Verilen Metin:

• • • • •

30 Mayıs 2012 Çarşamba

İngiltere’nin Eski Tepe Figürleri


İngiltere’deki tepelerin çimlerinde 3000 yılı aşkın bir süredir dev figürler ve jeoglifler oluşmuştur. İngiltere’nin farklı yerlerine dağılmış 56 tepeüstü figür vardır. Bunların çoğu, ülkenin güneyindeki yaylalardadır. Bu figürlerin içinde devler, atlar, haçlar ve askeri alayların rozetleri bulunmaktadır. Bu şekillerin çoğu son 300 yıl ve civarına tarihlense de birkaçı daha da eskidir. Muh­temelen içlerinde en ünlüsü Berkshire’daki gizemli fi­gür Uffington Beyaz Atı’dır. Son zamanlarda tarihi ye­niden araştırılmış ve eskiçağ Roma devri öncesi, Demir çağından kalma olduğunu gösteren önceki tahmindeki tarihlerden daha da eskiye dayandığı tespit edilmiştir.
Figürler arasında en tartışmalı olanlar Dorset’teki Cerne Başrahip Dev ve Sussex’de Wilmington’daki Uzun Adam figürüdür. Acaba bu dev figürlerin işlevi neydi? Onları kim yapmıştı? Ve en eski örnekleri nasıl bin yıllar boyunca bozulmadan kalmıştı?

• • • • •

İngiltere'deki eski tepe figürlerine ilişkin metni baştan sona, hiçbir değişiklik yapmadan yazınız. Bu veriler başka bir kaynaktan alınmıştır.

• • • • •

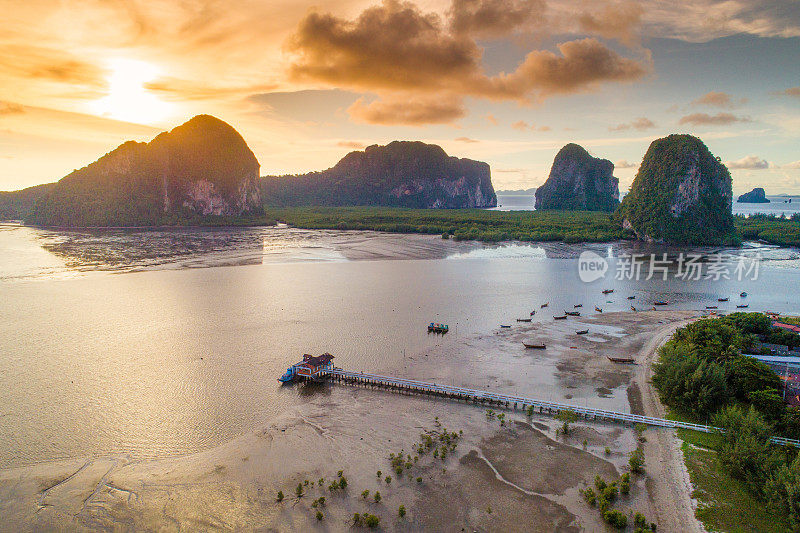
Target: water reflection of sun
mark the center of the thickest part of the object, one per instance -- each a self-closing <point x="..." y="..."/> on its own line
<point x="128" y="98"/>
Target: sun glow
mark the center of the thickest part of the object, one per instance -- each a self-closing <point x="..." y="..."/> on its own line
<point x="128" y="98"/>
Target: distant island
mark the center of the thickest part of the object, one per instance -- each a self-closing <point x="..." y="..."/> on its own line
<point x="756" y="196"/>
<point x="578" y="181"/>
<point x="400" y="174"/>
<point x="682" y="194"/>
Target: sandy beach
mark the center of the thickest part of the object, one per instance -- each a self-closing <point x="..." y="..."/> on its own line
<point x="518" y="476"/>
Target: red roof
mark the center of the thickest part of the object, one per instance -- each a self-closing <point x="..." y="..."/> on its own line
<point x="321" y="360"/>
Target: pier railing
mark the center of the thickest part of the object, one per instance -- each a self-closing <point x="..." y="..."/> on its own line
<point x="523" y="402"/>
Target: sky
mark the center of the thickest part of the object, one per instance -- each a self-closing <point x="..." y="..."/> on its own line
<point x="508" y="82"/>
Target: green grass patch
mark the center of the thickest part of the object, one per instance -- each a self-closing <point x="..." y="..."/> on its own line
<point x="460" y="224"/>
<point x="724" y="504"/>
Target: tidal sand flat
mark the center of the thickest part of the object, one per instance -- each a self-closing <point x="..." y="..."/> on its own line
<point x="510" y="472"/>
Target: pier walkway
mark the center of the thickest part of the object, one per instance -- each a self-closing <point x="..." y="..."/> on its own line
<point x="519" y="402"/>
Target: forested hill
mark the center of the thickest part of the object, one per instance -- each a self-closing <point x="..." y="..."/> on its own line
<point x="400" y="174"/>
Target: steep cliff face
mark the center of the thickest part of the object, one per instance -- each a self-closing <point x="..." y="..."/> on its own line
<point x="682" y="194"/>
<point x="199" y="169"/>
<point x="401" y="174"/>
<point x="579" y="181"/>
<point x="756" y="196"/>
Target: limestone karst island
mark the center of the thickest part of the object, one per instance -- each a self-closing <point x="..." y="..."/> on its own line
<point x="400" y="266"/>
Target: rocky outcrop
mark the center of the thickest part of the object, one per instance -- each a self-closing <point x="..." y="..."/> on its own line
<point x="682" y="194"/>
<point x="401" y="174"/>
<point x="756" y="196"/>
<point x="579" y="181"/>
<point x="202" y="168"/>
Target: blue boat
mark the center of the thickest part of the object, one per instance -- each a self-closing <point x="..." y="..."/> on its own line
<point x="288" y="376"/>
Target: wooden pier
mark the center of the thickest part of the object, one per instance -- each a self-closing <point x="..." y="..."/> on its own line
<point x="518" y="402"/>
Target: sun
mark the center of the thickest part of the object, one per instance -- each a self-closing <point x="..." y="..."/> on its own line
<point x="128" y="98"/>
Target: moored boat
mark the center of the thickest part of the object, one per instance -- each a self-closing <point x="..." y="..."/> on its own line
<point x="534" y="346"/>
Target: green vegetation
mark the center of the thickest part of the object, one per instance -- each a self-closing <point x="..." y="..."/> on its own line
<point x="461" y="224"/>
<point x="702" y="374"/>
<point x="604" y="494"/>
<point x="567" y="416"/>
<point x="369" y="520"/>
<point x="495" y="226"/>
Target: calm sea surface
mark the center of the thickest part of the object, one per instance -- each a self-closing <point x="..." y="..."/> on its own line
<point x="164" y="343"/>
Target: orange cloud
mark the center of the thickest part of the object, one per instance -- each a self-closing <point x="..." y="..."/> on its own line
<point x="353" y="145"/>
<point x="717" y="99"/>
<point x="9" y="108"/>
<point x="619" y="21"/>
<point x="792" y="91"/>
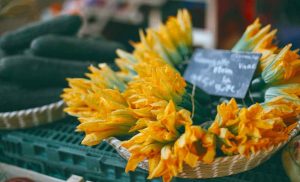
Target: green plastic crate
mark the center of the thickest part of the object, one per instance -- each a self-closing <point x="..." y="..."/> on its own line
<point x="55" y="150"/>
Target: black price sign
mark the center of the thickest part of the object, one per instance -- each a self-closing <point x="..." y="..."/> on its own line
<point x="222" y="73"/>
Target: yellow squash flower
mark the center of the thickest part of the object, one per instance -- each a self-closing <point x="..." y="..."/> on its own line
<point x="281" y="67"/>
<point x="247" y="130"/>
<point x="166" y="150"/>
<point x="254" y="37"/>
<point x="288" y="91"/>
<point x="280" y="106"/>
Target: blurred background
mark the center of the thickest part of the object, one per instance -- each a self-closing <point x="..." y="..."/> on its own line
<point x="219" y="23"/>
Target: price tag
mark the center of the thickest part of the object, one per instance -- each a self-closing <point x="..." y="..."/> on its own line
<point x="222" y="73"/>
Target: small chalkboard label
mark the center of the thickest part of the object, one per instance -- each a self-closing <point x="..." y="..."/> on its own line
<point x="222" y="73"/>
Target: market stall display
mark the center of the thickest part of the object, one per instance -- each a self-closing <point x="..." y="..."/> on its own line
<point x="34" y="68"/>
<point x="150" y="103"/>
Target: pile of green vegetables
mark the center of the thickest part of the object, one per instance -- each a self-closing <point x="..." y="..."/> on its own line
<point x="35" y="61"/>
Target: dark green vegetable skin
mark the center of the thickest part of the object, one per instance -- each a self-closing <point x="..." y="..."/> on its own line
<point x="14" y="97"/>
<point x="21" y="38"/>
<point x="75" y="48"/>
<point x="35" y="72"/>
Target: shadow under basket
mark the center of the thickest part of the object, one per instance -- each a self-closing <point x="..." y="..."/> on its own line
<point x="221" y="166"/>
<point x="32" y="117"/>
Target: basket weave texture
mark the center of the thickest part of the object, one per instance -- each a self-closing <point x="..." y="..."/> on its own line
<point x="32" y="117"/>
<point x="221" y="166"/>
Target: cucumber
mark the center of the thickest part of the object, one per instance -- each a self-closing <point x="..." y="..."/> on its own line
<point x="14" y="97"/>
<point x="31" y="71"/>
<point x="75" y="48"/>
<point x="21" y="38"/>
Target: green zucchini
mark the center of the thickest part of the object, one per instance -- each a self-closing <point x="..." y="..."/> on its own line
<point x="14" y="97"/>
<point x="33" y="71"/>
<point x="21" y="38"/>
<point x="75" y="48"/>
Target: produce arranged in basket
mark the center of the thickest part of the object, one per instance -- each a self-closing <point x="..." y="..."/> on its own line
<point x="164" y="117"/>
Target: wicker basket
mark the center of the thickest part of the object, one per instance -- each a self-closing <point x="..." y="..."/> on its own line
<point x="32" y="117"/>
<point x="222" y="166"/>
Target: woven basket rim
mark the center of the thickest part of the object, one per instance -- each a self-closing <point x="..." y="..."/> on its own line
<point x="116" y="144"/>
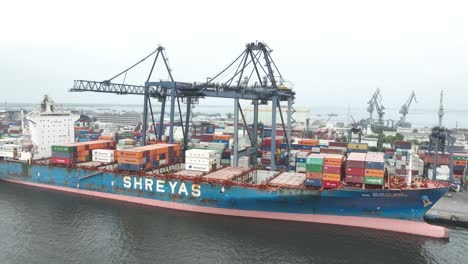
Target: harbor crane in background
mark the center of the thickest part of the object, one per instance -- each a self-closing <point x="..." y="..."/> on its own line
<point x="405" y="109"/>
<point x="375" y="103"/>
<point x="252" y="76"/>
<point x="441" y="108"/>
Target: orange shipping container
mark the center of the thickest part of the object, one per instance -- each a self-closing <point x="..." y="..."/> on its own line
<point x="134" y="161"/>
<point x="459" y="162"/>
<point x="374" y="173"/>
<point x="314" y="175"/>
<point x="331" y="177"/>
<point x="131" y="154"/>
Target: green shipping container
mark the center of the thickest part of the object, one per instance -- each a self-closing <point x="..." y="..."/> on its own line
<point x="460" y="157"/>
<point x="63" y="148"/>
<point x="300" y="164"/>
<point x="314" y="168"/>
<point x="373" y="180"/>
<point x="315" y="161"/>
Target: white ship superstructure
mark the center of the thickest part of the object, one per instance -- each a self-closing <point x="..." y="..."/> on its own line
<point x="49" y="126"/>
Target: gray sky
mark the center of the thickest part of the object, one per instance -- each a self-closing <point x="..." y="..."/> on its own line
<point x="335" y="52"/>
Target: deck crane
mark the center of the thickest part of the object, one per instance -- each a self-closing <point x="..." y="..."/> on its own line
<point x="405" y="109"/>
<point x="441" y="108"/>
<point x="375" y="103"/>
<point x="254" y="61"/>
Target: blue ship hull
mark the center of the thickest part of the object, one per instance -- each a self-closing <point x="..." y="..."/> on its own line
<point x="377" y="204"/>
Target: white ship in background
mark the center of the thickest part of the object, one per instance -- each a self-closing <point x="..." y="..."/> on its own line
<point x="47" y="126"/>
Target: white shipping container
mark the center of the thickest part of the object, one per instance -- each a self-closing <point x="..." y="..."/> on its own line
<point x="200" y="161"/>
<point x="198" y="167"/>
<point x="103" y="152"/>
<point x="7" y="154"/>
<point x="103" y="159"/>
<point x="200" y="153"/>
<point x="300" y="169"/>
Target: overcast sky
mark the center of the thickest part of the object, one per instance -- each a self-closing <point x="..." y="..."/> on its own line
<point x="334" y="52"/>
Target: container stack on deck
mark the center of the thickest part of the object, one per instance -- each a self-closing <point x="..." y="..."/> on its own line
<point x="355" y="168"/>
<point x="200" y="160"/>
<point x="103" y="155"/>
<point x="145" y="158"/>
<point x="314" y="170"/>
<point x="459" y="165"/>
<point x="301" y="161"/>
<point x="288" y="179"/>
<point x="227" y="173"/>
<point x="73" y="153"/>
<point x="375" y="169"/>
<point x="126" y="143"/>
<point x="358" y="147"/>
<point x="266" y="150"/>
<point x="332" y="169"/>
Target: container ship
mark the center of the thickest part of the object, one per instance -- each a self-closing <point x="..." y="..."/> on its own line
<point x="322" y="182"/>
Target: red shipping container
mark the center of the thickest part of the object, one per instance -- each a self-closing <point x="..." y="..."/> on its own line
<point x="330" y="184"/>
<point x="61" y="161"/>
<point x="314" y="175"/>
<point x="338" y="144"/>
<point x="354" y="179"/>
<point x="332" y="169"/>
<point x="355" y="171"/>
<point x="331" y="151"/>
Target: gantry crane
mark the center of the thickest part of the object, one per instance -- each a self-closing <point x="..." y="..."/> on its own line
<point x="405" y="109"/>
<point x="255" y="61"/>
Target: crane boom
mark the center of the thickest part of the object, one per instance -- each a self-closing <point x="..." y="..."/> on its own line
<point x="405" y="108"/>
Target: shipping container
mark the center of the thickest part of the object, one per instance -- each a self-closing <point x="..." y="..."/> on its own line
<point x="374" y="180"/>
<point x="374" y="173"/>
<point x="330" y="184"/>
<point x="313" y="182"/>
<point x="354" y="179"/>
<point x="331" y="177"/>
<point x="332" y="169"/>
<point x="355" y="171"/>
<point x="314" y="175"/>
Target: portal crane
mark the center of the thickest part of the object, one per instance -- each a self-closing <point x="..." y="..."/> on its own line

• • • • •

Yazılı Çözüm:
30 Mayıs 2012 Çarşamba

İngiltere’nin Eski Tepe Figürleri


İngiltere’deki tepelerin çimlerinde 3000 yılı aşkın bir süredir dev figürler ve jeoglifler oluşmuştur. İngiltere’nin farklı yerlerine dağılmış 56 tepeüstü figür vardır. Bunların çoğu, ülkenin güneyindeki yaylalardadır. Bu figürlerin içinde devler, atlar, haçlar ve askeri alayların rozetleri bulunmaktadır. Bu şekillerin çoğu son 300 yıl ve civarına tarihlense de birkaçı daha da eskidir. Muh­temelen içlerinde en ünlüsü Berkshire’daki gizemli fi­gür Uffington Beyaz Atı’dır. Son zamanlarda tarihi ye­niden araştırılmış ve eskiçağ Roma devri öncesi, Demir çağından kalma olduğunu gösteren önceki tahmindeki tarihlerden daha da eskiye dayandığı tespit edilmiştir.
Figürler arasında en tartışmalı olanlar Dorset’teki Cerne Başrahip Dev ve Sussex’de Wilmington’daki Uzun Adam figürüdür. Acaba bu dev figürlerin işlevi neydi? Onları kim yapmıştı? Ve en eski örnekleri nasıl bin yıllar boyunca bozulmadan kalmıştı?